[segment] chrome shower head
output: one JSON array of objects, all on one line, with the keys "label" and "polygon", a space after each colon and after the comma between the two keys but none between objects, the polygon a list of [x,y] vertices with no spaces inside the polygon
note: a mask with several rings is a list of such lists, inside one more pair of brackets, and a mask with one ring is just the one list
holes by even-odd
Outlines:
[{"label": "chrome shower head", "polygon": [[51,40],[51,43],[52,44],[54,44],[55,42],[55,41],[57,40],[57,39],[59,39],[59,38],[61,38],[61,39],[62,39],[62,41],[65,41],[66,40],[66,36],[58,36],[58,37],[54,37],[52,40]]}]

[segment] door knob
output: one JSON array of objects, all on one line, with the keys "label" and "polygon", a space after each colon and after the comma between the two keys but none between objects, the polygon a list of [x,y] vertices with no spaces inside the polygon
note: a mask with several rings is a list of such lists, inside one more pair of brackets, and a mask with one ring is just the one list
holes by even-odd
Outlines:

* Given exercise *
Return all the lines of the items above unchanged and in their original order.

* Output for this task *
[segment] chrome shower head
output: one JSON array of objects, all on one line, with the keys "label" and "polygon", a space after each colon and after the comma between the two keys but none between objects, the polygon a list of [x,y] vertices with no spaces inside the polygon
note: a mask with several rings is a list of such lists, inside one more pair of brackets, and a mask with one ring is just the one list
holes by even-odd
Outlines:
[{"label": "chrome shower head", "polygon": [[51,40],[51,43],[52,44],[54,44],[55,42],[55,41],[57,40],[57,39],[59,39],[59,38],[61,38],[61,39],[62,39],[62,41],[65,41],[66,40],[66,36],[58,36],[58,37],[54,37],[52,40]]}]

[segment] door knob
output: one JSON array of objects, all on one line, with the keys "label" and "polygon", a space after each colon and after the comma between the two keys but none between objects, the polygon a list of [x,y] vertices with no spaces inside the polygon
note: a mask with several rings is a list of such lists, inside one more pair of brackets, and a mask with one ring is just the one list
holes by even-odd
Outlines:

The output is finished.